_Consignes_
1. Quels prénoms des frères Renault l'extrait sur la création de Renault Frères mentionne-t-il ?
2. Rédigez la suite de l'extrait sur la création de Renault Frères, à partir de sa dernière phrase.

_Extrait du document_
--------------------
Les frères Renault reviennent donc du réveillon de Noël de l’année 1898 les poches pleines des acomptes de douze commandes fermes de voiturettes. Ce qui constitue une production tout à fait honorable si on considère que la production mensuelle des constructeurs automobiles de l’époque est d’une voiture. Il faut donc ne pas tarder et s’atteler à la tâche ; les deux grands frères, Fernand et Marcel veillant au grain, vont commencer par mettre au monde une société digne de ce nom, « Renault Frères », accompagnée de statuts rédigés en bonne et due forme, d’une durée de vie déclarée de dix ans.
« Renault Frères » a deux gérants, les deux aînés de la fratrie, qui excluent leur cadet des statuts tout en s’appropriant de fait la voiture produite par celui-ci. Il n’en demeure pas moins vrai que, soucieux peut-être de protéger ses intérêts d’inventeur, Louis s’empresse de déposer le brevet d’un « mécanisme de transmission et de changement de vitesse pour voitures automobiles » le 9 Février 1899, protégeant ainsi la propriété de son invention.
--------------------
_Données brutes_
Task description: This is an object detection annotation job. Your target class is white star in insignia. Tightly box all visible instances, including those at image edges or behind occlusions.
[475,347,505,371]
--------------------
_Réponses_
1. Fernand, Marcel, Louis

2.
Mais les statuts ne font pas le tout, il faut trouver maintenant l’espace adéquat à l’expansion du petit atelier bricolé pour Louis au fond du jardin de la propriété de Billancourt. On utilise donc un terrain situé à proximité de la maison et on acquiert pour une poignée de cerises un vieux hangar en bois abandonné sur l’île Seguin qui deviendra à terme le bâtiment principal de l’usine de Billancourt. L’outillage nécessaire est acquis rapidement, une forge, un établi, des tours, une tailleuse d’engrenages …
La somme de 60 000 francs déclarée et dédiée à la nouvelle entreprise est vite investie sans compter qu’il faut se pourvoir de matières premières et en particulier de moteurs pour les futures voitures, des De Dion et payer les salariés qu’il faut embaucher rapidement. Louis est entouré de passionnés par la construction automobile prêts à s’investir dans cette aventure. Outre le premier ouvrier, compagnon de régiment Edward Richet qui devient par là même chef d’atelier, c’est Charles Serre, jeune apprenti tailleur d’engrenages qui le rejoint, futur père de la 4 CV quelques décennies plus tard, ainsi que dix autres ouvriers qui viennent grossir la troupe. Il ne reste plus qu’à se mettre au travail. Louis n’économise pas ses forces et montre le même acharnement que pour mettre au point son prototype : ce sont des journées de plus de 17 heures qui font son quotidien de « patron », sur le pont aux premières heures du jour, agité sans cesse de trouvailles qui encombrent ses quelques heures de sommeil et qu’il s’empresse de mettre au point dès l’aube arrivée. Et en moins de six mois, ce sont 29 voitures qui sortent de l’atelier.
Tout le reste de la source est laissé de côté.